Nelsons, Boston Symphony open Beethoven cycle in top form

January 10, 2025 at 10:53 am

By Jonathan Blumhofer

Andris Nelsons conducted the Boston Symphony Orchestra in Beethoven’s first three symphonies Thursday night. Photo: Robert Torres

Complete cycles of the Beethoven symphonies aren’t for the faint of heart. Just ask Lorin Maazel, whose 1988 traversal of the set included a respirator in the dressing room—just in case. Then again, Maazel was leading all nine works in a single day. 

Andris Nelsons and the Boston Symphony Orchestra are opening 2025 with Beethoven’s nine symphonies and, more sensibly, dividing the collective among four programs spread across the next two weeks.

Originally planned for Beethoven’s sestercentennial in 2020 but derailed by the pandemic, this month’s chronological expedition through the heart of the symphonic canon has been repurposed as both a celebration of Nelsons’ ten years in Boston and a nod to the 150th birthday of former BSO music director Serge Koussevitzky.

Whether Koussevitzky’s legacy would be better served by dusting off some of the neglected Americana the great man championed is an open question: surely William Schuman, Howard Hanson, David Diamond, and Roy Harris would benefit from renewed attention more than Beethoven. But the fact remains that the revered maestro was, to date, the only BSO music director to lead all nine Beethoven symphonies in order at Symphony Hall—back in 1927.

Though Thursday’s opening installment featuring the first three lacked the essentially limber, dancing qualities of Koussevitzky’s recordings of the triptych, they did feature the orchestra’s best playing for Nelsons yet this season. In place of last fall’s sometimes ragged string ensemble and periodically unbalanced brasses, the new year’s first concert offered performances of commendable tonal focus and responsiveness—not to mention huge dynamic ranges.

▶ **Exercise aim**:
Answer these questions from the concert review:
1. In what year did Lorin Maazel lead his traversal of the Beethoven symphonies?
2. Among how many programs are Nelsons and the Boston Symphony Orchestra dividing the nine symphonies?
3. In what year did Serge Koussevitzky lead all nine Beethoven symphonies in order at Symphony Hall?

▶ **Provided information**:

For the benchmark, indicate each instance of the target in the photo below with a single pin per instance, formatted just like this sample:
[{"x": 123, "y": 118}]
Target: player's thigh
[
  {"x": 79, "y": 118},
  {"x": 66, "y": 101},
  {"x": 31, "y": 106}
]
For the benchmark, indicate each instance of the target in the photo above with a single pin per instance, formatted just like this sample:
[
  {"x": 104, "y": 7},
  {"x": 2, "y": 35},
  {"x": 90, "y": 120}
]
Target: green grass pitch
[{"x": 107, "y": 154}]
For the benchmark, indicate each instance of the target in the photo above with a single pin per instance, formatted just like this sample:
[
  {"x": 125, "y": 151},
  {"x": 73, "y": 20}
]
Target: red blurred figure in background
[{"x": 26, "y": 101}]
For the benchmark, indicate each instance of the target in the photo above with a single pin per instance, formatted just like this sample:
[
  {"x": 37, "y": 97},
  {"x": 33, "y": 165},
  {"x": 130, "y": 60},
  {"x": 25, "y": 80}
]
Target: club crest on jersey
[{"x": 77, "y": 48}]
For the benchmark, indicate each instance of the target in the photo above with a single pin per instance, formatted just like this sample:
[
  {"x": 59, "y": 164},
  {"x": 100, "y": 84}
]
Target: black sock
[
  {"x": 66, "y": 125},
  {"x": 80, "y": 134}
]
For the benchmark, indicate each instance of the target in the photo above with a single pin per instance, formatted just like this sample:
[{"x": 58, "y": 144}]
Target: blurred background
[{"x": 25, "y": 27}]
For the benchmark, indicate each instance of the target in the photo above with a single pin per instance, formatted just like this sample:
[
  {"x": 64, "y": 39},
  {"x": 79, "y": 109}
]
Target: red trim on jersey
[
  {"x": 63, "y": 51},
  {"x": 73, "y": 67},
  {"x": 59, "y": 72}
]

▶ **Worked solution**:
1. 1988
2. Four
3. 1927